*PROBLEM DESCRIPTION*
Can you extend the blog post about crying over a game, carrying on after its final sentence?

*EXCERPT*
<<<<

01 August 2010

Haven't Cried Like This For The Last 5 Years

Well, yes, I cried. No, not because of something Important. Instead, it's only because of one damn good game. We'll talk about that later on.

You maybe curious why do I cry just because of a game. To start with, I'm quite an empath, or simply said a guy who can feel other people emotion. I don't know empath is a valid word or not, but, meh, I don't care ;p This trait of mine is really strong especially when the subject is a game or series or movie or novel, well mostly on fiction. I haven't gone through an experience in real world where I can tell whether I have empathy or not.

So, basically when I following a fictional media which have quite deep drama on it, I can literally feel what the character feels, especially the main character. When they feel sad, I feel sad. When they're uneasy, I feel uneasy too. This is also one of the reason why I can't play any RPG a few days after I finished Suikoden V which somehow have took me inside of it.

>>>>

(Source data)
<<<<

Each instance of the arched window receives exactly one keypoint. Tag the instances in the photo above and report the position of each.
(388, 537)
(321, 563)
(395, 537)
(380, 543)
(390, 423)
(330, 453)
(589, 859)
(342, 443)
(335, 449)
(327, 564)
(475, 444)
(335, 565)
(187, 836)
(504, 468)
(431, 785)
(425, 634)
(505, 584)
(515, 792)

>>>>

*EXERCISE ANSWER*
The game that made me cry recently was a visual novel called "Da Capo". It's just like the other VN. You are the main protagonist and have 5 or so number of girls you can choose to be your girlfriend. Simple, yet I like it. I only play one route and realize that this game have a great story. On my first play, I chose Asakura Nemu, main chara's sister, as my target. Yes, it's his own sister. Yes, it's incest. Yes, I know it's not good. But, what the heck. She's cute, she's sweet, and she's so adorable. Besides, it's just a game for God sake!! It's not a matter since it's fictional.

!!!SPOILER ALERT!!!
BEYOND THIS POINT IS A SPOILER OF ASAKURA NEMU'S PATH IN "DA CAPO"! IF YOU INTENDED TO PLAY THIS GAME AND DON'T WANT ANY SPOILER, DON'T READ PAST THIS POINT! YOU HAVE BEEN WARNED!!!



So, me(I will use this pronoun to address Asakura Junichi, the main protagonist) and Nemu are siblings and live in the same house (duh! Of course we are!). Our parent are working abroad and never shown in the game. We went to the same school and same class. We share a same birthday. People around us treat us as a twin, but the fact is that Nemu is my stepsister. Her parent was killed in a car accident and our parent adopted here in the end.

We are quite close to each other. She always wakes me up every morning. And I always check her temperature with my forehead since she get cold quite often. This become our daily ritual. If I wake up early, we usually go to school together. We often eat our lunch together.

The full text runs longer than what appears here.